● **AIM OF THE TASK**
Two lines mark the range in the entries below: the one holding "For each instance of the windmill" and the one holding "For each instance of the riverbank, imagine". Set down those two and all lines between them, exactly.

── DATA IN THIS EXERCISE ──

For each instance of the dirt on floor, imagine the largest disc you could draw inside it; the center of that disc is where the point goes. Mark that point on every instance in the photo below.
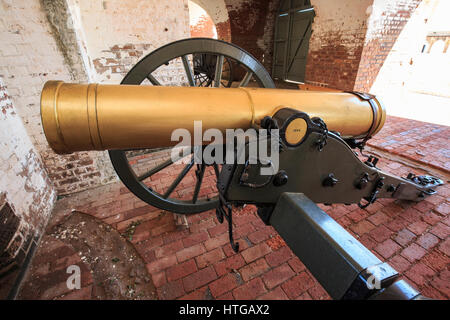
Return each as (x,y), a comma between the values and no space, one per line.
(117,271)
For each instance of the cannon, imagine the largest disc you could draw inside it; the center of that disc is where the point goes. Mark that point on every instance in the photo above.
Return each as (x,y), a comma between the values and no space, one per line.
(316,135)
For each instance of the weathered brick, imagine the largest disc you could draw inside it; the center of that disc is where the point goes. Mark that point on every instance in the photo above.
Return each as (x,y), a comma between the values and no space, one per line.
(420,273)
(362,227)
(297,285)
(441,231)
(161,264)
(181,270)
(250,290)
(277,276)
(404,237)
(296,265)
(254,269)
(255,252)
(195,239)
(399,263)
(232,263)
(171,290)
(413,252)
(278,257)
(223,285)
(190,252)
(275,294)
(427,241)
(210,257)
(387,248)
(199,279)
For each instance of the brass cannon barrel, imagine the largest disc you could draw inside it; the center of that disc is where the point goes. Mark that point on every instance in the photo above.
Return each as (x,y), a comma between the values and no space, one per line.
(79,117)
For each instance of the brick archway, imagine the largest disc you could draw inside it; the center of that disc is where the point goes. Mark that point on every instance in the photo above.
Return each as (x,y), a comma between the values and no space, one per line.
(218,12)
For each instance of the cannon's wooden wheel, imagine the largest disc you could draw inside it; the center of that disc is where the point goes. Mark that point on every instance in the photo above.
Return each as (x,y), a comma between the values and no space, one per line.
(183,49)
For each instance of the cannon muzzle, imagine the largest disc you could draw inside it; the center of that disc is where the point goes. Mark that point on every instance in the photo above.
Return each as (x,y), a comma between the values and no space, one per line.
(80,117)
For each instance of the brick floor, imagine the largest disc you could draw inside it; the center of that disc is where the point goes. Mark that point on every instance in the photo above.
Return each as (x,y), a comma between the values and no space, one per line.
(198,263)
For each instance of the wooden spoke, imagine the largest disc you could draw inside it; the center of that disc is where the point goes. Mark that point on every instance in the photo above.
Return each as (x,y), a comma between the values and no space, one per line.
(153,80)
(200,175)
(246,79)
(178,179)
(188,69)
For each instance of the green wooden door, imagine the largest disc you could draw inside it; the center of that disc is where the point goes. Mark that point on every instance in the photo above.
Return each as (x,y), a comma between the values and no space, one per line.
(291,43)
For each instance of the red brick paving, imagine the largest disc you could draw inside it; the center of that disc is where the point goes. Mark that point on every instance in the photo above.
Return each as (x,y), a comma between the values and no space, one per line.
(198,263)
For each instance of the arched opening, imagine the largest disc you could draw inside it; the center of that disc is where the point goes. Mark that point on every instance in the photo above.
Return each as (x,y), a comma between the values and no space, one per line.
(200,22)
(293,27)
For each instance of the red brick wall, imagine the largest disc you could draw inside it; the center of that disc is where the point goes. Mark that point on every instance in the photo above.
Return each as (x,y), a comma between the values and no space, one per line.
(252,27)
(337,42)
(335,65)
(204,28)
(386,24)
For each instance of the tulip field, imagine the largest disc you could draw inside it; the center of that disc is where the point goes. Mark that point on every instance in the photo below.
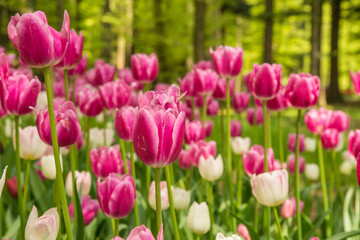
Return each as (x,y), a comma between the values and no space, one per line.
(90,151)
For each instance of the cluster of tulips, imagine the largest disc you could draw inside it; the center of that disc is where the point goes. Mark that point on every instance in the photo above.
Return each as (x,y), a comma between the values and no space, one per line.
(77,111)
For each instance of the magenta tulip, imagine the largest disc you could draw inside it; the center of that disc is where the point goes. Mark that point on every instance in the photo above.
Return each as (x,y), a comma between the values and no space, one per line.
(115,94)
(39,45)
(116,195)
(67,124)
(302,90)
(227,60)
(265,80)
(144,68)
(106,160)
(124,122)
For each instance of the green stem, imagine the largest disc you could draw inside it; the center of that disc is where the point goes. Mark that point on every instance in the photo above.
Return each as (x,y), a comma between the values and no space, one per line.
(323,186)
(18,176)
(278,223)
(123,153)
(171,202)
(133,174)
(297,177)
(158,199)
(280,138)
(59,176)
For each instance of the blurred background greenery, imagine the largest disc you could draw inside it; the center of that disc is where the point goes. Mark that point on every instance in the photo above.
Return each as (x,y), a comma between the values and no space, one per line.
(317,36)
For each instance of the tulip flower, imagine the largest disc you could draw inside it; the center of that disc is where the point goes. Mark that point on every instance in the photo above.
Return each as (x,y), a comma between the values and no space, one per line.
(32,147)
(312,171)
(89,101)
(116,195)
(144,68)
(181,198)
(106,160)
(163,193)
(158,136)
(124,122)
(302,90)
(115,94)
(241,101)
(288,209)
(67,124)
(101,74)
(292,142)
(240,145)
(211,169)
(73,54)
(44,227)
(48,168)
(265,81)
(198,219)
(270,188)
(39,45)
(2,180)
(90,209)
(227,60)
(83,183)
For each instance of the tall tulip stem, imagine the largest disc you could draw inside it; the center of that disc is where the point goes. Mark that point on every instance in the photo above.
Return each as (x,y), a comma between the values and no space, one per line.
(59,176)
(18,176)
(158,199)
(297,177)
(171,202)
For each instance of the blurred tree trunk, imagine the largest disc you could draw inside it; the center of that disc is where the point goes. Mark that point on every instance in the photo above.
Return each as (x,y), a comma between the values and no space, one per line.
(334,94)
(199,30)
(316,21)
(268,31)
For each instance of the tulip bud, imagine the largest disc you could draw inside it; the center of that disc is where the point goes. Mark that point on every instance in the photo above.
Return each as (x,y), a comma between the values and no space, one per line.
(270,188)
(48,167)
(181,198)
(116,195)
(44,227)
(90,209)
(240,145)
(312,171)
(211,169)
(83,183)
(198,219)
(163,193)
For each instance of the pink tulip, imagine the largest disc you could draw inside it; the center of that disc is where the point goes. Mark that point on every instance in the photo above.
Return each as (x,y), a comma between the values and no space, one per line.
(265,80)
(253,160)
(106,160)
(67,124)
(39,45)
(90,209)
(194,131)
(252,118)
(101,74)
(220,89)
(291,164)
(124,122)
(288,209)
(89,101)
(116,195)
(235,128)
(355,78)
(292,142)
(144,68)
(73,54)
(158,135)
(302,90)
(241,101)
(227,60)
(115,94)
(205,81)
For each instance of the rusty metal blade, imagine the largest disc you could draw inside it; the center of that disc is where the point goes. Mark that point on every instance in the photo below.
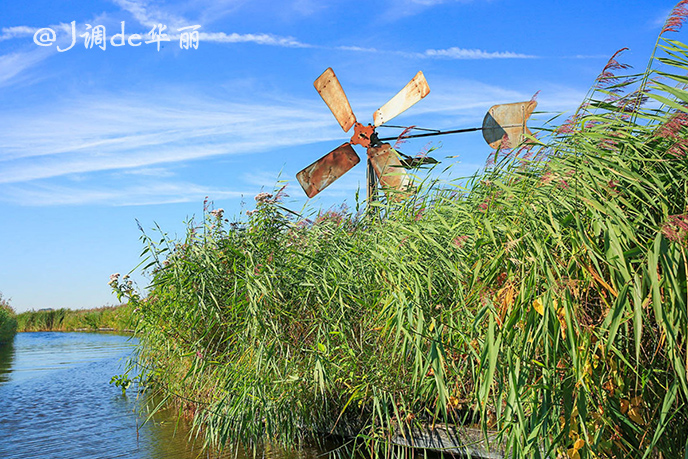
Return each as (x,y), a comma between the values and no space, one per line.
(323,172)
(508,120)
(414,91)
(388,168)
(332,93)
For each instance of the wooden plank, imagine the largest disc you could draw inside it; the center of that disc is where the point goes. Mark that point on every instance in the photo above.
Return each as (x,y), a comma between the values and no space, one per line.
(331,91)
(464,440)
(414,91)
(323,172)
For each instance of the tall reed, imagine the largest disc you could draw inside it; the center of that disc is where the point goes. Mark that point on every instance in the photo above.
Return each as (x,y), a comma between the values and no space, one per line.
(8,321)
(544,298)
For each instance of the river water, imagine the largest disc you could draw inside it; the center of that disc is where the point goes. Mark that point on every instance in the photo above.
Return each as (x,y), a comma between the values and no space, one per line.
(56,401)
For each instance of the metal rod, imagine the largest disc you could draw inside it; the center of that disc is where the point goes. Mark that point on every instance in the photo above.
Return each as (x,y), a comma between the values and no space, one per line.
(429,134)
(456,131)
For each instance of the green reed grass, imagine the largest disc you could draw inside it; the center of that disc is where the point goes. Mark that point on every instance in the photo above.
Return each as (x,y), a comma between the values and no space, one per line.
(8,321)
(545,299)
(110,317)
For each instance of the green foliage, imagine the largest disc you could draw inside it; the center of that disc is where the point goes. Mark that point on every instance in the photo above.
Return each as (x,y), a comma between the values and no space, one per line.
(109,317)
(545,298)
(8,321)
(122,381)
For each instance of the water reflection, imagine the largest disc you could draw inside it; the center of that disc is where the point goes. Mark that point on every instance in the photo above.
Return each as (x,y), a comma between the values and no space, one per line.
(6,360)
(56,402)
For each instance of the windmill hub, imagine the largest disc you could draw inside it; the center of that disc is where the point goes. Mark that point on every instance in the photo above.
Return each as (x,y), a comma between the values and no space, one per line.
(362,135)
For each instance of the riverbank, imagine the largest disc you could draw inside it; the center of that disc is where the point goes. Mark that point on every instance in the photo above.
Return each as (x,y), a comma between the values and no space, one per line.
(8,321)
(543,298)
(109,318)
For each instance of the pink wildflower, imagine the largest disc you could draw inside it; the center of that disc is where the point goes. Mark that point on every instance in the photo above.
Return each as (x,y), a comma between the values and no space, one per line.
(676,229)
(676,18)
(460,241)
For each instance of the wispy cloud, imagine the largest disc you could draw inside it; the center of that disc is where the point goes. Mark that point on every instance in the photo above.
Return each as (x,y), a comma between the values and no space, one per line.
(7,33)
(133,195)
(14,64)
(260,39)
(102,132)
(462,53)
(151,15)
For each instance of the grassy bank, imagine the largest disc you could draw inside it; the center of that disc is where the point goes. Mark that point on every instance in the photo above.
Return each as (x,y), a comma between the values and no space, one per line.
(113,317)
(8,321)
(544,298)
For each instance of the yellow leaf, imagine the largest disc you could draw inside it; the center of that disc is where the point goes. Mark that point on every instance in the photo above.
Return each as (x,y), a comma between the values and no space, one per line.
(537,305)
(635,414)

───

● **RESULT BELOW**
For each instance of the windmill hub, imagine the largest disc you could draw inside it; the center of that disc is where the point goes. Mark that point on every instance in the photo above.
Return each as (x,y), a comma between the values and no space, one per line.
(362,135)
For each instance of the riverbank, imagine the largest disc you could draw inside it; the center of that disc is where the point goes. Mark that point on every instance in the photo above.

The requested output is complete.